» Written instruction: Render everything in the listing below, from the line containing "Task: check that each instance of the old" down to the line containing "[(436, 457)]", as a numbered list, with both of those lines included and any blank lines left out.

** begin Source material **

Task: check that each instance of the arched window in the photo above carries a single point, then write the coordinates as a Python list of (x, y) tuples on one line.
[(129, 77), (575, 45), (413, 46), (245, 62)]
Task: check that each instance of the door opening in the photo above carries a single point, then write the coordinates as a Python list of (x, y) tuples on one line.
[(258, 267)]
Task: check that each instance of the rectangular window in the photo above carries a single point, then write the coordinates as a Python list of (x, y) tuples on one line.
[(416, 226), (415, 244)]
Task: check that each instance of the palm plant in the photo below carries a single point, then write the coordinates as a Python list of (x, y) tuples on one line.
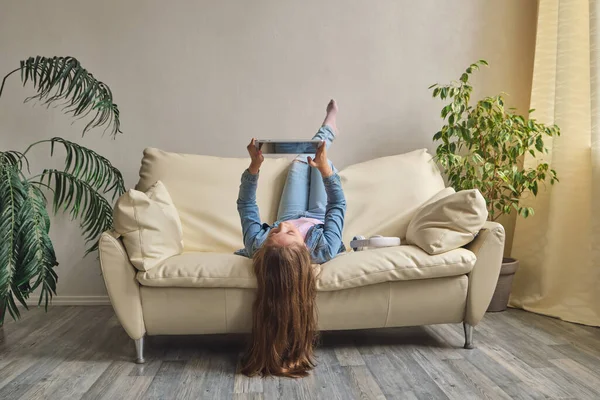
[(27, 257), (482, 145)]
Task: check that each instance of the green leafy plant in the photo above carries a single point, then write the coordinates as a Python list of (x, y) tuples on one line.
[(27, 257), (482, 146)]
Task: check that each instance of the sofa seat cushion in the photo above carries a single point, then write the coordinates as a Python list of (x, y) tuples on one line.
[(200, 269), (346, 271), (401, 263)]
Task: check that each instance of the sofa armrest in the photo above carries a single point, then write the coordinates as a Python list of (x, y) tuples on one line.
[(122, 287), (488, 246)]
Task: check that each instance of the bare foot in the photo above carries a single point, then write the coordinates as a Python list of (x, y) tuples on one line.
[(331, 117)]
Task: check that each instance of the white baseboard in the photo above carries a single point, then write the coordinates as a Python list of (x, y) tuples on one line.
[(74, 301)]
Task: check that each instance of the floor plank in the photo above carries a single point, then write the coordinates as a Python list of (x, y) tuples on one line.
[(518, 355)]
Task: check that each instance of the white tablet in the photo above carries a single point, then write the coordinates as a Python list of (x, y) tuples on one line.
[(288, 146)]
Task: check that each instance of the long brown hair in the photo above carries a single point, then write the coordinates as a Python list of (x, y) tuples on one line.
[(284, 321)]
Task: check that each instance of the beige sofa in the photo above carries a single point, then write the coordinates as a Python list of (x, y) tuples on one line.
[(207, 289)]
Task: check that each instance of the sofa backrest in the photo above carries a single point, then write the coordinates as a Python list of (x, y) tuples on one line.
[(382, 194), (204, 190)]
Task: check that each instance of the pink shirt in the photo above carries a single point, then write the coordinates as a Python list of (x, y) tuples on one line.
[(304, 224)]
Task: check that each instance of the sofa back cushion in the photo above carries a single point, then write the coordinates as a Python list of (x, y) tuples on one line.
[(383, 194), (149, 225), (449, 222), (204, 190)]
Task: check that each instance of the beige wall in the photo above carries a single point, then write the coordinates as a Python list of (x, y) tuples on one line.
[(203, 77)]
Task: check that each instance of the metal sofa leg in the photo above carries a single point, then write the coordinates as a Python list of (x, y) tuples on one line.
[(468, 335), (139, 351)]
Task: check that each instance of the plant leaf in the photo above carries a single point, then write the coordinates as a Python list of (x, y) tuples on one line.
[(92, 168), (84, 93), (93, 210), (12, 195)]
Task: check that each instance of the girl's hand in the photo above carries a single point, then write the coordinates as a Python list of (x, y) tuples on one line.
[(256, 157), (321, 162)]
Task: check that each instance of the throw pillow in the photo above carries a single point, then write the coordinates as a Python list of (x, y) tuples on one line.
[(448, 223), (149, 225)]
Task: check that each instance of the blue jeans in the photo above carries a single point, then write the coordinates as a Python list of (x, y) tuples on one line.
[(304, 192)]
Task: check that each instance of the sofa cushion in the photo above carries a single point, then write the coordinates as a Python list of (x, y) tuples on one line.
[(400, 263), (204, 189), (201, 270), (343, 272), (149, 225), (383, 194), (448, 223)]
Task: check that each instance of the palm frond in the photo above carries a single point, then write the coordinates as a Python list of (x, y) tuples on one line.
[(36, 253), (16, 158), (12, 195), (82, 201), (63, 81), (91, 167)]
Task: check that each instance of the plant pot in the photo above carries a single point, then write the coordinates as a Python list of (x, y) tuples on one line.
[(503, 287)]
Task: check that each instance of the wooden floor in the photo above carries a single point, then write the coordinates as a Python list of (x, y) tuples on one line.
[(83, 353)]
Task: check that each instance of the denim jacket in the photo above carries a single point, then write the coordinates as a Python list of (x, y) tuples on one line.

** end Source material **
** begin Source material **

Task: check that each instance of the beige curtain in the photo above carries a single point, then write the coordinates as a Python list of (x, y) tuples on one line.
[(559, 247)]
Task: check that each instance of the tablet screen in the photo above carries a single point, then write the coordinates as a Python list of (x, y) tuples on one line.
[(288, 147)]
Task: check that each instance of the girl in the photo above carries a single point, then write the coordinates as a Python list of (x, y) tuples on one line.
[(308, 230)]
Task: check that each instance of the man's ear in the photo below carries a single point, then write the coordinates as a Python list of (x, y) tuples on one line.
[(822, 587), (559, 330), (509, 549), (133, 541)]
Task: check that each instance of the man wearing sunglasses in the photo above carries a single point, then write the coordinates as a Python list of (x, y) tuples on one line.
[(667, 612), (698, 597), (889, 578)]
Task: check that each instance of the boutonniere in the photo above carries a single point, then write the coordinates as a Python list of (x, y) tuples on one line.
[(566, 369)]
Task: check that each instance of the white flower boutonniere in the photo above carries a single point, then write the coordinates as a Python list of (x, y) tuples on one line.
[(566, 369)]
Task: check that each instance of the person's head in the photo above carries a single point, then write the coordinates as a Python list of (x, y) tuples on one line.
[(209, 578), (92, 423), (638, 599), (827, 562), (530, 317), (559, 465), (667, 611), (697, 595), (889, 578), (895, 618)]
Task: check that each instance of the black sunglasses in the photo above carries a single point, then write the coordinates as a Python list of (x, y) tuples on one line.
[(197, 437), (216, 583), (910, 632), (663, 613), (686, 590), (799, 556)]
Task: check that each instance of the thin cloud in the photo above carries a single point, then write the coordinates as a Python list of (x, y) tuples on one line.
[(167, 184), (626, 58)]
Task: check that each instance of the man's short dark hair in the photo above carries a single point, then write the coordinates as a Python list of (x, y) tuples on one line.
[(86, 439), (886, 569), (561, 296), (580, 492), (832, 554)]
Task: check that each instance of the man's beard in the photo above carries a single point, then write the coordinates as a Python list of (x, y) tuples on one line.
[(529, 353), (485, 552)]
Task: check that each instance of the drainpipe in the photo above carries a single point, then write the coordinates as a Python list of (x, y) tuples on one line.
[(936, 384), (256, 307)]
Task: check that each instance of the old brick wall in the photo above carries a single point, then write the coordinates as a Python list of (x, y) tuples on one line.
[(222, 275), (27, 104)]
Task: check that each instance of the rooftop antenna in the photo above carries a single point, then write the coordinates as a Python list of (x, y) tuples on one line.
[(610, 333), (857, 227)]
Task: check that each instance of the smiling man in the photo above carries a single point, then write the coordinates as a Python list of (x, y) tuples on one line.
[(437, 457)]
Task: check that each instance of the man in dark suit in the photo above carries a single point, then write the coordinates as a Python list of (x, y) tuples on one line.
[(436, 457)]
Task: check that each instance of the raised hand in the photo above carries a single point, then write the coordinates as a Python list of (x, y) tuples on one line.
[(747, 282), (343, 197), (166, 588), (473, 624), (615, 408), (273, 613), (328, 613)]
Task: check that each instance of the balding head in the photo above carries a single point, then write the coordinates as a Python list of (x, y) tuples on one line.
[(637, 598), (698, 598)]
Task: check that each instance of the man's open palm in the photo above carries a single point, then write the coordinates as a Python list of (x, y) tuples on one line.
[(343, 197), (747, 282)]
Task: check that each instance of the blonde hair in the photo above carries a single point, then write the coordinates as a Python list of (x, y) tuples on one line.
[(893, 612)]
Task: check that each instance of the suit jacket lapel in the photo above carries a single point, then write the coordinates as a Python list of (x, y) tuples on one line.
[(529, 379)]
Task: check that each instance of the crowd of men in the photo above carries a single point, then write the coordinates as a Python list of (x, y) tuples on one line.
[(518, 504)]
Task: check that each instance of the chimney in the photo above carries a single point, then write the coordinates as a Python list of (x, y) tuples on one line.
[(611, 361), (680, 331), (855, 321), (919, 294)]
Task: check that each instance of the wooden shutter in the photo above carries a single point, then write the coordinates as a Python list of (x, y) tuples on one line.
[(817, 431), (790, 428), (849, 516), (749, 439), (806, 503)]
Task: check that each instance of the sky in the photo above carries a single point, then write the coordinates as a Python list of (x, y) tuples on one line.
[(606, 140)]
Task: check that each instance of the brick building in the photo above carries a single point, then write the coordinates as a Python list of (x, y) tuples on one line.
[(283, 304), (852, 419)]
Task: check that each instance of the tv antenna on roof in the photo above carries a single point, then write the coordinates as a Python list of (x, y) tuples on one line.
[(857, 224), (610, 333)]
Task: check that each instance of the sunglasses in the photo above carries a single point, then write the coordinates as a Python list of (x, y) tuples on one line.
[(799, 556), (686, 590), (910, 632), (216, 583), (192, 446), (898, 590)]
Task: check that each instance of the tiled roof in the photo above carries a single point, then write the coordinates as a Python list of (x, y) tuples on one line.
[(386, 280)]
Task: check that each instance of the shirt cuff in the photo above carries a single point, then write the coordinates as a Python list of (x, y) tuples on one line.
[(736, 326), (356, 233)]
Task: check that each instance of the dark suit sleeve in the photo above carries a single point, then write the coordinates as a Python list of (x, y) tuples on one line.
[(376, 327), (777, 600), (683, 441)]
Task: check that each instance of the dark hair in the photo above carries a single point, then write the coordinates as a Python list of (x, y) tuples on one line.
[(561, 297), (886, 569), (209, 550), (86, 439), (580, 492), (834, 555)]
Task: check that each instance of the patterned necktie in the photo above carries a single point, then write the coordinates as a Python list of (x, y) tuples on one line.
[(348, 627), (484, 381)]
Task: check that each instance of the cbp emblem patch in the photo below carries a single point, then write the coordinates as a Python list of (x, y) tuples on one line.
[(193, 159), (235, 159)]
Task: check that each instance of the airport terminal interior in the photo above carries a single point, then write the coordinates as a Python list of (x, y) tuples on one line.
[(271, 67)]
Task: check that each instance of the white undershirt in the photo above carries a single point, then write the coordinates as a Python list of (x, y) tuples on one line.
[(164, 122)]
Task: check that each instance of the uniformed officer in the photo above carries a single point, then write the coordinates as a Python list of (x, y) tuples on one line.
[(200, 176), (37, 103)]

** end Source material **
** begin Source material **

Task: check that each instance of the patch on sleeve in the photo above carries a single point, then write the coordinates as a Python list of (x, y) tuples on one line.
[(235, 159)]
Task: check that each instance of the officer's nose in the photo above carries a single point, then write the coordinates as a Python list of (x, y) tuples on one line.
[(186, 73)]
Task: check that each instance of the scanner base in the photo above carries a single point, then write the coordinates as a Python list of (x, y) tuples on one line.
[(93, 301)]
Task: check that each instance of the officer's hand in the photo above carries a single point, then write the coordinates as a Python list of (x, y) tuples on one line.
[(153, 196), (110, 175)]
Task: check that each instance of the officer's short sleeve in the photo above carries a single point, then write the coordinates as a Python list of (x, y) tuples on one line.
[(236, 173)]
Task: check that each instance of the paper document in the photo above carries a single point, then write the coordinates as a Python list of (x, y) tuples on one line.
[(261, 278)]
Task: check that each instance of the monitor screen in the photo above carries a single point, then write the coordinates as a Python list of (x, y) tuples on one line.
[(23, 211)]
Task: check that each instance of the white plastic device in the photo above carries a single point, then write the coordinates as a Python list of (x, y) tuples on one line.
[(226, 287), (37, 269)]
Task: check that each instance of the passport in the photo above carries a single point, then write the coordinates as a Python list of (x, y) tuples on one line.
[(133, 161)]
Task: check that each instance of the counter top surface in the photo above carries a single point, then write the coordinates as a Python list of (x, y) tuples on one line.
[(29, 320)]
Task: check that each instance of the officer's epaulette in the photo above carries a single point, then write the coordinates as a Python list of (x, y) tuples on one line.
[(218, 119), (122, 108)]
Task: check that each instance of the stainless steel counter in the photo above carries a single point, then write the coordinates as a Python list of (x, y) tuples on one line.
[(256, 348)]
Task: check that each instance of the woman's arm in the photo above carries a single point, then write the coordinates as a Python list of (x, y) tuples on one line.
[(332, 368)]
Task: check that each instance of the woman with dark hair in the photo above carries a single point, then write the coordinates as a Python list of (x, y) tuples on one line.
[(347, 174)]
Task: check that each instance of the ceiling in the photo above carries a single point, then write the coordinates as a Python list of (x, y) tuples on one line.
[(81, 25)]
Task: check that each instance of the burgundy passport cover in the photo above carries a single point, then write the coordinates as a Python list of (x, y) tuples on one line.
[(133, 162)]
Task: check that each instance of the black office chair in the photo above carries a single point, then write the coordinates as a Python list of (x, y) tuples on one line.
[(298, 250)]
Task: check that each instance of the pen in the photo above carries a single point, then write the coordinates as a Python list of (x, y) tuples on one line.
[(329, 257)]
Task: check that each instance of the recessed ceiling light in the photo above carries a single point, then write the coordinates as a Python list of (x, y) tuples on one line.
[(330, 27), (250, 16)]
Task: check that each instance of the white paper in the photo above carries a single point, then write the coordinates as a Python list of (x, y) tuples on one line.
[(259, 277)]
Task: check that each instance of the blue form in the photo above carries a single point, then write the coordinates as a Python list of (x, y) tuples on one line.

** end Source material **

» Written reply:
1. Task: check that each instance of the old brick wall in the photo above carries a single point, then write the coordinates as a Python list of (x, y) tuples on one line.
2. [(222, 275), (27, 104)]
3. Task: check that each instance of the rooftop antenna in the photo above carries a single point, then write the coordinates as a Python list of (x, y) tuples on one line.
4. [(610, 333), (857, 227)]
5. Task: check that each instance of the smiling man in the photo above carries a single point, then write the coordinates as a Python list of (x, y) tuples on one line.
6. [(437, 457)]
7. Task: check that each instance of the man in dark suit in the photo above carries a single point, then write the coordinates as a Python list of (x, y) tuples on one line.
8. [(436, 457)]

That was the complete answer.